* _SOAL LATIHAN_
a – Tolong jawab pertanyaan berikut berdasarkan teks tentang kejujuran.
(i) Apa saja cabang muamalah yang disebutkan sebagai contoh?
(ii) Tiga macam jujur apa yang termasuk dalam jujur?
(iii) Menurut hadits yang dikutip, kedustaan membawa kepada apa, dan ke mana hal itu akhirnya membawa?
b – Lanjutkan teks tentang kejujuran mulai dari bagian terakhirnya.

* _TEKS BACAAN_
□ □ □

Jujur adalah sebuah ungkapan yang acap kali kita dengar dan menjadi
pembicaraan. Akan tetapi bisa jadi pembicaraan tersebut hanya mencakup
sisi luarnya saja dan belum menyentuh pembahasan inti dari makna jujur
itu sendiri. Apalagi perkara kejujuran merupakan perkara yang berkaitan
dengan banyak masalah keislaman, baik itu akidah, akhlak ataupun
muamalah; di mana yang terakhir ini memiliki banyak cabang, seperti
perkara jual-beli, utang-piutang, sumpah, dan sebagainya.
Jujur merupakan sifat yang terpuji. Allah menyanjung orang-orang yang
mempunyai sifat jujur dan menjanjikan balasan yang berlimpah untuk
mereka. Termasuk dalam jujur adalah jujur kepada Allah, jujur dengan
sesama dan jujur kepada diri sendiri. Sebagaimana yang terdapat dalam
hadits yang shahih bahwa Nabi bersabda,
“Senantiasalah
kalian jujur, karena sesungguhnya kejujuran itu membawa kepada
kebajikan, dan kebajikan membawa kepada surga. Seseorang yang senantiasa
jujur dan berusaha untuk selalu jujur, akhirnya ditulis di sisi Allah
sebagai seorang yang selalu jujur. Dan jauhilah kedustaan karena
kedustaan itu membawa kepada kemaksiatan, dan kemaksiatan membawa ke
neraka. Seseorang yang senantiasa berdusta dan selalu berdusta, hingga
akhirnya ditulis di sisi Allah sebagai seorang pendusta.”

□ □ □

* _DATA YANG DIBERIKAN_
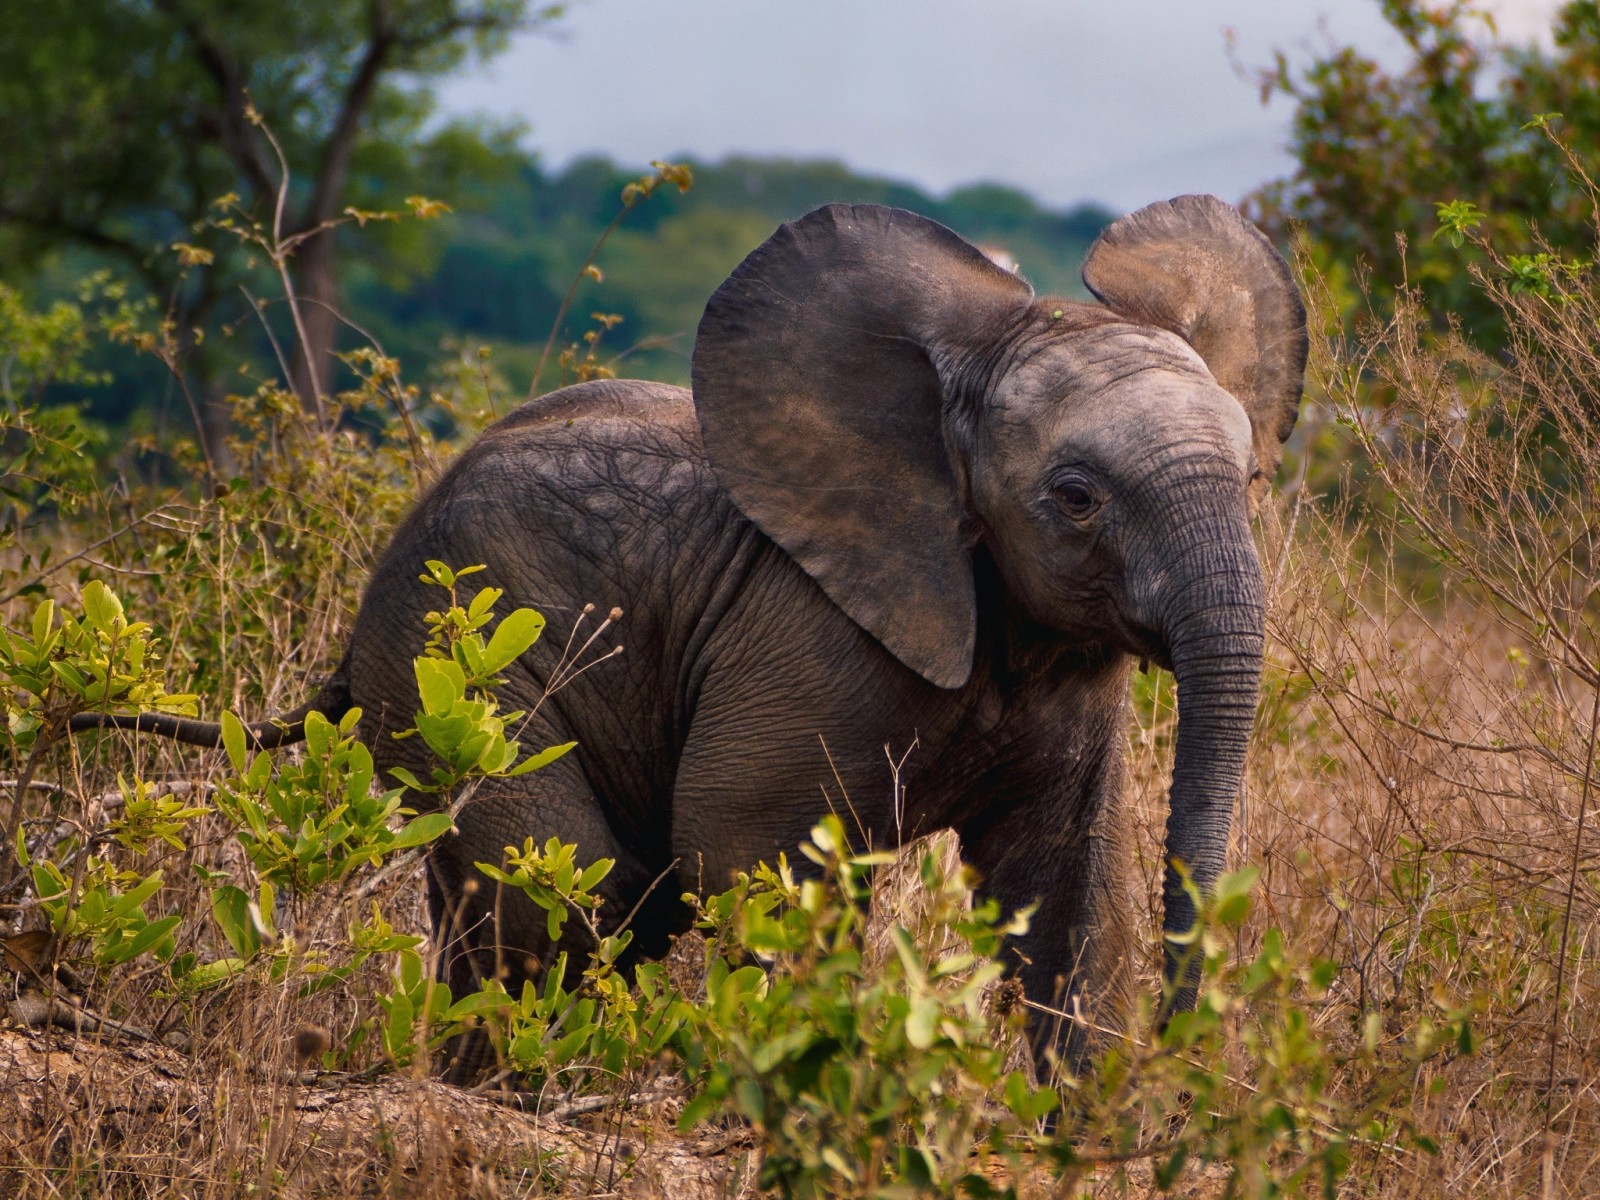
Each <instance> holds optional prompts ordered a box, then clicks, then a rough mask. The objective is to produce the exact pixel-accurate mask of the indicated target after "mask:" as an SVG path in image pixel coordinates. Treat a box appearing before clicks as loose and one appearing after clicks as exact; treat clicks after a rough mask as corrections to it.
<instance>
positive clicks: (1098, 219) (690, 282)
mask: <svg viewBox="0 0 1600 1200" xmlns="http://www.w3.org/2000/svg"><path fill="white" fill-rule="evenodd" d="M690 165H691V166H693V170H694V187H693V189H691V190H690V192H688V194H685V195H680V194H678V192H677V189H670V187H669V189H662V190H661V192H658V194H656V195H654V197H651V198H650V200H648V202H646V203H643V205H642V206H640V208H637V210H635V211H634V213H630V214H629V218H627V221H626V222H624V224H622V227H621V229H619V230H618V232H616V234H613V237H611V240H610V242H608V243H606V246H605V250H603V253H602V256H600V261H598V262H600V267H602V272H603V277H605V278H603V282H600V283H594V282H584V285H582V286H581V288H579V294H578V298H576V301H574V304H573V309H571V312H570V314H568V320H566V323H565V325H566V328H565V333H563V339H565V341H571V339H576V338H578V336H581V333H582V331H584V330H586V328H590V314H594V312H608V314H618V315H621V317H622V323H621V325H619V326H618V328H616V330H614V331H611V333H608V334H606V338H605V347H606V350H608V352H610V354H618V352H622V350H627V349H629V347H635V346H642V349H638V350H634V352H630V354H629V355H627V357H626V360H624V362H622V363H618V371H619V373H622V374H634V376H646V378H654V379H666V381H672V382H685V381H686V379H688V355H690V347H691V342H693V334H694V326H696V323H698V322H699V317H701V310H702V307H704V306H706V299H707V296H710V293H712V290H715V286H717V285H718V283H720V282H722V280H723V278H725V277H726V275H728V272H730V270H733V267H734V266H736V264H738V262H739V259H742V258H744V256H746V254H747V253H749V251H750V250H754V248H755V246H757V245H758V243H760V242H762V240H763V238H766V237H768V235H770V234H771V232H773V229H774V227H776V226H778V224H779V222H782V221H787V219H792V218H795V216H800V214H803V213H806V211H810V210H811V208H816V206H818V205H824V203H830V202H846V203H883V205H894V206H899V208H909V210H912V211H917V213H923V214H926V216H931V218H933V219H936V221H941V222H944V224H947V226H950V227H952V229H955V230H957V232H960V234H963V235H965V237H968V238H971V240H974V242H978V243H981V245H984V246H986V248H992V250H998V251H1005V253H1006V254H1008V256H1010V258H1011V259H1013V261H1014V262H1018V264H1019V269H1021V272H1022V275H1026V277H1027V278H1029V280H1030V282H1032V283H1034V286H1035V288H1038V290H1040V291H1042V293H1056V294H1074V296H1080V294H1083V291H1082V283H1080V282H1078V264H1080V261H1082V258H1083V251H1085V250H1086V248H1088V243H1090V242H1093V238H1094V235H1096V234H1098V232H1099V230H1101V229H1102V227H1104V224H1106V222H1107V221H1110V219H1112V213H1107V211H1106V210H1101V208H1096V206H1088V205H1083V206H1078V208H1074V210H1070V211H1066V213H1056V211H1050V210H1045V208H1042V206H1040V205H1038V203H1035V202H1034V200H1032V198H1030V197H1027V195H1024V194H1022V192H1018V190H1014V189H1010V187H1000V186H995V184H976V186H971V187H962V189H957V190H954V192H950V194H949V195H944V197H933V195H930V194H926V192H923V190H920V189H917V187H912V186H910V184H904V182H898V181H893V179H883V178H875V176H864V174H856V173H854V171H851V170H848V168H846V166H843V165H840V163H835V162H797V160H786V158H728V160H725V162H720V163H698V162H691V163H690ZM637 174H638V173H637V171H629V170H624V168H621V166H618V165H616V163H611V162H608V160H605V158H584V160H579V162H574V163H571V165H570V166H568V168H565V170H563V171H558V173H550V174H547V173H544V171H542V170H541V168H539V166H538V165H536V163H534V162H533V160H526V162H523V163H522V165H520V166H518V168H517V170H515V173H514V178H507V179H504V181H502V182H499V184H496V186H494V187H493V189H485V190H478V192H475V194H472V195H464V197H446V198H450V200H451V202H453V203H454V206H456V213H454V214H453V216H451V218H448V219H445V221H438V222H435V224H430V226H427V227H426V229H427V234H426V235H427V237H429V238H432V240H434V245H432V246H429V253H424V254H413V256H411V262H410V264H408V270H405V272H403V274H402V277H398V278H397V275H395V272H394V270H384V264H382V262H378V261H370V262H365V264H363V259H362V254H360V253H358V251H357V253H352V254H350V256H347V259H346V261H347V262H349V267H350V269H349V294H347V307H349V309H350V315H352V317H354V318H355V320H357V322H360V323H362V325H363V326H366V328H370V330H373V331H374V333H376V334H378V336H379V338H381V341H382V342H384V346H386V347H387V349H389V350H390V352H392V354H398V355H400V358H402V360H403V362H405V363H406V366H408V373H410V374H411V376H413V378H416V376H418V371H419V370H422V368H426V366H427V365H429V363H432V362H437V360H438V358H440V346H442V344H443V342H445V341H446V339H451V338H456V339H467V341H477V342H491V344H494V346H496V362H498V363H499V366H501V368H502V370H506V371H507V373H509V374H510V376H512V379H514V381H517V382H518V384H526V379H528V376H530V374H531V371H533V363H534V362H536V360H538V355H539V349H541V347H542V346H544V341H546V338H547V334H549V330H550V323H552V322H554V320H555V314H557V310H558V307H560V299H562V296H563V294H565V293H566V290H568V286H570V285H571V282H573V277H574V275H576V272H578V269H579V266H581V262H582V259H584V256H586V254H587V253H589V248H590V246H592V245H594V242H595V238H597V237H598V235H600V232H602V230H603V229H605V226H606V224H608V222H610V221H611V219H613V218H614V216H616V213H618V206H619V194H621V189H622V186H624V184H626V182H627V181H629V179H634V178H635V176H637ZM418 261H421V262H422V266H421V267H418V266H416V262H418ZM547 382H552V384H554V382H555V379H554V374H547Z"/></svg>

□ □ □

* _JAWABAN TIAP SOAL_
a –
(i) Jual-beli, utang-piutang, dan sumpah.
(ii) Jujur kepada Allah, jujur dengan sesama, dan jujur kepada diri sendiri.
(iii) Kedustaan membawa kepada kemaksiatan, dan kemaksiatan membawa ke neraka.

b –
Definisi Jujur
Jujur bermakna keselarasan antara berita dengan kenyataan yang ada.
Jadi, kalau suatu berita sesuai dengan keadaan yang ada, maka dikatakan
benar/jujur, tetapi kalau tidak, maka dikatakan dusta. Kejujuran itu ada
pada ucapan, juga ada pada perbuatan, sebagaimana seorang yang
melakukan suatu perbuatan, tentu sesuai dengan yang ada pada batinnya.
Seorang yang berbuat riya’ tidaklah dikatakan sebagai seorang yang jujur
karena dia telah menampakkan sesuatu yang berbeda dengan apa yang dia
sembunyikan (di dalam batinnya). Demikian juga seorang munafik tidaklah
dikatakan sebagai seorang yang jujur karena dia menampakkan dirinya
sebagai seorang yang bertauhid, padahal sebaliknya. Hal yang sama
berlaku juga pada pelaku bid’ah; secara lahiriah tampak sebagai seorang
pengikut Nabi, tetapi hakikatnya dia menyelisihi beliau. Yang jelas,
kejujuran merupakan sifat seorang yang beriman, sedangkan lawannya,
dusta, merupakan sifat orang yang munafik.
Imam Ibnul Qayyim berkata, Iman asasnya adalah kejujuran (kebenaran) dan
nifaq asasnya adalah kedustaan. Maka, tidak akan pernah bertemu antara
kedustaan dan keimanan melainkan akan saling bertentangan satu sama
lain. Allah mengabarkan bahwa tidak ada yang bermanfaat bagi seorang
hamba dan yang mampu menyelamatkannya dari azab, kecuali kejujurannya
(kebenarannya).
Allah berfirman,
“Ini adalah suatu hari yang bermanfaat bagi orang-orang yang benar kebenaran mereka.” (QS. al-Maidah: 119)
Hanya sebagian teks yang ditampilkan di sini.